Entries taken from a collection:
____

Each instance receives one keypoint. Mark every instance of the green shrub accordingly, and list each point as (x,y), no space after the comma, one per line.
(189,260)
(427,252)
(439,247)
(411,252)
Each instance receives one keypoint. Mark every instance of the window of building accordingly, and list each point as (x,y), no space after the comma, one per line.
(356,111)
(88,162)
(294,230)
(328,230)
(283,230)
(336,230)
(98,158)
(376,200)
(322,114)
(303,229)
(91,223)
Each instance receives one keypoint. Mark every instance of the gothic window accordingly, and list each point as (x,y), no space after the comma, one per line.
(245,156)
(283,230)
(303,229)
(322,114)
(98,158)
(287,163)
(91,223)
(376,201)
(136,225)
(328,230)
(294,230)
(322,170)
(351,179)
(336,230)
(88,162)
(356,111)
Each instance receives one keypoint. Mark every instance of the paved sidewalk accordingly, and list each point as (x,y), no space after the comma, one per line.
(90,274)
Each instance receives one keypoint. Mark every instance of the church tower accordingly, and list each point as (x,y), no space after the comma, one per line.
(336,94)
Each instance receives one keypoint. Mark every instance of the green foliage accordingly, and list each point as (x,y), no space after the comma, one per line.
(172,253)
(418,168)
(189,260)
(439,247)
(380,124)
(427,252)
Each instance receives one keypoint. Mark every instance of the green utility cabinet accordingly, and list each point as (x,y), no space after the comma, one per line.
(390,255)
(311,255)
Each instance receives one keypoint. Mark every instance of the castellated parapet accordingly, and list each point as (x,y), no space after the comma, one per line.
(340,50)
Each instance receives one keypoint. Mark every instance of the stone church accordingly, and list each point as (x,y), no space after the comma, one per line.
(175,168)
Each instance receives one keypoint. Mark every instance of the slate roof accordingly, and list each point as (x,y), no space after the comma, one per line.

____

What the task asks: The entries above, copied exactly, form the whole answer.

Solution for this task:
Each instance receives one keypoint. Mark every instance of the green shrub accordingly, and list each point as (x,y), no space after the comma, one per line.
(189,260)
(427,252)
(439,247)
(411,252)
Each instance receives one keypoint. Mark every instance of the window of building accordingly, and list each point as (x,y), no space after the comma, one per line.
(356,111)
(88,162)
(294,230)
(328,230)
(283,230)
(336,230)
(98,158)
(376,200)
(322,114)
(303,229)
(91,223)
Each instance receives one keypoint. Mark every instance of the gothic window accordingly, and list each point as (x,y), no space after the comma, one per line.
(245,156)
(283,230)
(303,229)
(322,114)
(98,158)
(287,163)
(91,223)
(376,201)
(136,225)
(328,230)
(294,230)
(322,170)
(351,179)
(336,230)
(88,162)
(356,111)
Each instance receives one keypoint. Mark every instance of the paved sidewalk accordingly, and list each point as (x,y), no space after the comma, one per line.
(90,274)
Each instance receives one keypoint. Mark every instance of the church tower accordingly, and list each point as (x,y), no space after the comma, one per line.
(336,94)
Each instance receives one keypoint. Mark every instance of the green foliage accordingly, and list each point as (x,y), no space after the comma, one per line.
(172,253)
(418,168)
(189,260)
(439,247)
(380,124)
(427,252)
Each instance receives one keypoint. Mark every instance of the green utility cabinet accordingly, and list each point as (x,y), no space after the comma, one per line.
(390,255)
(311,255)
Each instance receives one keypoint. Mark every instance of the castellated parapet accordingly, and list each point as (x,y), no space after the comma, one per line.
(340,50)
Each instance receives one keypoint. Mark every instance of the stone church accordingly, and list each point as (x,y), no space after the comma, one per line.
(175,168)
Each instance receives one keypoint. Mark every instance of the slate roof accordingly, and list each point as (x,y), no space after the comma, one per line.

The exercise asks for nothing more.